Lesetext –
===
Illustration einer Frau mit blauen Augen und rot geschminkten Lippen, wie sie das "Pssst, Ruhe"-Zeichen macht.

…hey, du.

Ja, genau: Du.

Herzlich willkommen in meiner privaten Speakeasy-Bar. 100% virtuell, keimfrei und legal.

Vor 100 Jahren wurden die Goldenen 20er eingeläutet – damals wie heute eine turbulente Zeit. Nicht umsonst spricht man auch von den „roaring 20s“ (engl. to roar: brausen, sausen, brüllen, tosen) oder den „années folles“ (den verrückten Jahren).

Damals: In Europa versucht man, durch wildes Feiern den wirtschaftlichen und sozialen Folgen des ersten Weltkriegs zu entkommen. Ganz vorne mit dabei: Die Frauen. Diese haben während der Kriegsjahre ihren Mann gestanden, raus aus dem Korsett und ab in die Fabrik. Plötzlich ist der Krieg zwar vorbei, die Frauen aber noch da. Und in der Mehrzahl. Nun dürfen und wollen sie plötzlich arbeiten, wählen, rauchen, saufen und – nennen wir es: kokettieren. Der burschikose Look ist in, mit Kurzhaarfrisur und Flapper-Kleid.

Deutschland hinkt ein bisschen hinterher: Erst Mitte der 1920er Jahre, als die Hyperinflation durch Einführung der Rentenmark gestoppt war und die Reparationszahlungen durch den Dawes- und (später) Young-Plan neu geregelt waren, gibt es auch hier sowohl Grund als auch Gelegenheit zu feiern.
===
Gespeicherte Datensätze –
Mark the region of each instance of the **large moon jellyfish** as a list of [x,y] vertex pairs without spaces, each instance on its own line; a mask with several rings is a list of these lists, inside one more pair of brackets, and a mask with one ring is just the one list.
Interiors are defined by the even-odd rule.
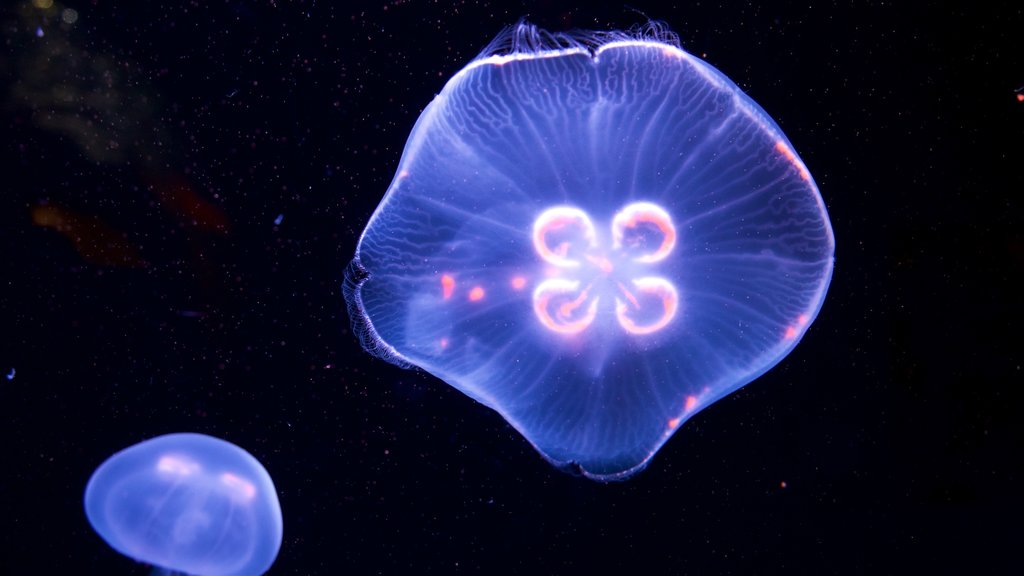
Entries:
[[521,24],[420,116],[345,297],[368,351],[611,480],[797,345],[834,249],[778,125],[674,35]]

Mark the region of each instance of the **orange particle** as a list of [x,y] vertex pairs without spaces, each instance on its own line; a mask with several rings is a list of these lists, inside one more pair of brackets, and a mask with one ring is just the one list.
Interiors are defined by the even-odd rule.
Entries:
[[686,411],[687,412],[689,412],[690,410],[693,410],[693,408],[695,408],[696,405],[697,405],[697,397],[695,397],[695,396],[687,396],[686,397]]
[[807,168],[804,168],[803,166],[800,165],[800,163],[797,162],[797,155],[794,154],[793,150],[791,150],[790,147],[785,146],[785,142],[783,142],[782,140],[778,140],[777,142],[775,142],[775,152],[781,154],[790,162],[790,164],[793,164],[794,168],[800,170],[801,178],[810,181],[811,174],[808,173]]
[[441,296],[446,300],[455,291],[455,279],[449,275],[441,276]]

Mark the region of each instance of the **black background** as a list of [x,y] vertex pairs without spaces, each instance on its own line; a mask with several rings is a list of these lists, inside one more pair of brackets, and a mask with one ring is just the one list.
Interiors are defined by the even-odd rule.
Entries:
[[[82,493],[193,430],[272,476],[271,574],[1019,574],[1020,4],[579,4],[2,8],[0,572],[145,574]],[[520,16],[664,20],[835,227],[800,346],[625,483],[365,354],[341,297],[419,113]]]

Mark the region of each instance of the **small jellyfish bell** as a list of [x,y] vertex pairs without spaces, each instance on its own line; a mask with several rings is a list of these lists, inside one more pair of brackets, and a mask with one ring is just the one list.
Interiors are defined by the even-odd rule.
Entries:
[[834,250],[778,125],[666,28],[520,23],[423,111],[345,297],[368,351],[615,480],[794,349]]
[[89,479],[85,512],[113,548],[159,574],[258,575],[281,548],[281,504],[266,469],[200,434],[157,437],[108,458]]

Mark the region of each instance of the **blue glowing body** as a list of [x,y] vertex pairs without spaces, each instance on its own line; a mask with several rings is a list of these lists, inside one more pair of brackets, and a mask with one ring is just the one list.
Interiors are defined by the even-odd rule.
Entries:
[[262,574],[281,548],[281,505],[266,469],[238,446],[199,434],[161,436],[111,456],[89,479],[85,512],[119,552],[187,574]]
[[605,37],[449,81],[346,299],[372,353],[497,410],[556,465],[616,479],[794,348],[835,242],[757,104],[672,43]]

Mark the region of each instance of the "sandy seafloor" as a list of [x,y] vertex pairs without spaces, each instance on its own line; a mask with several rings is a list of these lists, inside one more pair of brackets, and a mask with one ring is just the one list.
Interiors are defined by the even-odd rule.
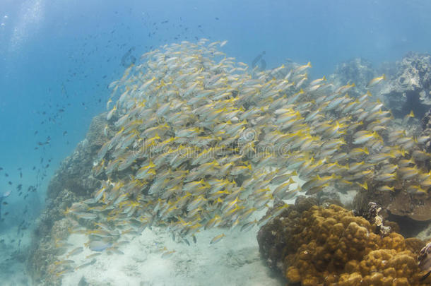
===
Aufgaben –
• 1. Wodurch wurde laut dem Text über die Goldenen Zwanziger die Hyperinflation in Deutschland gestoppt?
• 2. Nenne alle Tätigkeiten, die die Frauen nach dem Text über die Goldenen Zwanziger nach dem Krieg plötzlich tun dürfen und wollen.
• 3. Schreibe den Text über die Goldenen Zwanziger im Anschluss an seinen letzten Satz weiter.
Für die Bearbeitung braucht man die Datensätze nicht.

Lösungen –
• 1. Durch die Einführung der Rentenmark.

• 2. arbeiten, wählen, rauchen, saufen, kokettieren

• 3.
Und auf der anderen Seite des Atlantiks? Dort wird gerade der Alkohol verboten: Herstellung, Transport und Verkauf sind nun illegal. In der Folge florieren Schwarzbrennerei (Moonshining), Schmuggel (Bootlegging) und Schwarzmarkt (Speakeasies und Blind Pigs). Der Staat ist mit der Um- und Durchsetzung seiner Schnapsidee hoffnungslos überfordert, die Mafia freut’s.

Und heute?

Geschichte wiederholt sich. Irgendwie.

Statt der Spanischen Grippe grassiert gerade Corona durch die Lande. Statt Hitler versucht nun sein Gefolge zu putschen. Statt Sophie Scholl kämpft Jana aus Kassel für die Demokratie.

Aber: Statt Hyperinflation gibt es Minuszinsen und statt Bank Runs kommt es zu Runs auf Klopapier. Absinth ist wieder erlaubt, Koks inzwischen verboten. Frauen dürfen 100 Jahre später immer noch wählen und arbeiten gehen, verlangen nun aber unverschämterweise gleichen Lohn für gleiche Arbeit.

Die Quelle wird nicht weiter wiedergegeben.